# REQUIREMENT
Add 37 to every coordinate value in the answers and rewrite the rows, request lines included and otherwise unchanged, starting with the line containing "pink jacket in this photo." and continuing through the end of the rows.

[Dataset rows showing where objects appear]
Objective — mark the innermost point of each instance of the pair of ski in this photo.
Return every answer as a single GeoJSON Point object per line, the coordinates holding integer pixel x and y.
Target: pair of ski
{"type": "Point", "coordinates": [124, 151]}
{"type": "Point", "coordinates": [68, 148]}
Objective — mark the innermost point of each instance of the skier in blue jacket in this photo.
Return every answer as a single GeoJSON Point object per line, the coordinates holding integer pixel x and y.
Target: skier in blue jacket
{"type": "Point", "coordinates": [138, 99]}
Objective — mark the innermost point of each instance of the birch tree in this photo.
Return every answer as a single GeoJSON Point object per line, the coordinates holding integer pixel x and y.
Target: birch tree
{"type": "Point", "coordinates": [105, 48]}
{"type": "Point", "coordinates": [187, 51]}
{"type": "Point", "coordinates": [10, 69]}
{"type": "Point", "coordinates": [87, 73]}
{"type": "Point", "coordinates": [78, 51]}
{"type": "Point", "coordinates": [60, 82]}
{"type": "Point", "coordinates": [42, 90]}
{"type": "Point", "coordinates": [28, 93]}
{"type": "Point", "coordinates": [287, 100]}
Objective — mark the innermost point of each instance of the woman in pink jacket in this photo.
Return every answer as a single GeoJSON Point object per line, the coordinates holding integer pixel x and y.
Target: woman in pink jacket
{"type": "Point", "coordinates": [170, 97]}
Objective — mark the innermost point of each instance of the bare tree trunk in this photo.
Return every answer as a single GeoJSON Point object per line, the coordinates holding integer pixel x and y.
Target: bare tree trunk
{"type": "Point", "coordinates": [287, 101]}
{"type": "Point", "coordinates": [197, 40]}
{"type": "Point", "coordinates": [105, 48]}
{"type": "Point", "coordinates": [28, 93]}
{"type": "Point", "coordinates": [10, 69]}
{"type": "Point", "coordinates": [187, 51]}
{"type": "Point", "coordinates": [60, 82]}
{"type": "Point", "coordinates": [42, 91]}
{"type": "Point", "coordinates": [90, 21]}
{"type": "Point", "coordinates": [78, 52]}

# WRITTEN SOLUTION
Objective — mark the innermost point of each instance of the woman in pink jacket in this photo.
Return every answer as a single GeoJSON Point object per line, the coordinates holding integer pixel x and y.
Target: woman in pink jacket
{"type": "Point", "coordinates": [207, 134]}
Objective — mark the innermost point of each instance of the bare tree trunk in this photo.
Return every answer as a single GeoJSON Point object per line, the coordinates holding integer pixel x and y.
Target: bare tree trunk
{"type": "Point", "coordinates": [324, 138]}
{"type": "Point", "coordinates": [234, 77]}
{"type": "Point", "coordinates": [142, 85]}
{"type": "Point", "coordinates": [65, 130]}
{"type": "Point", "coordinates": [47, 106]}
{"type": "Point", "coordinates": [224, 88]}
{"type": "Point", "coordinates": [97, 119]}
{"type": "Point", "coordinates": [79, 128]}
{"type": "Point", "coordinates": [127, 58]}
{"type": "Point", "coordinates": [115, 89]}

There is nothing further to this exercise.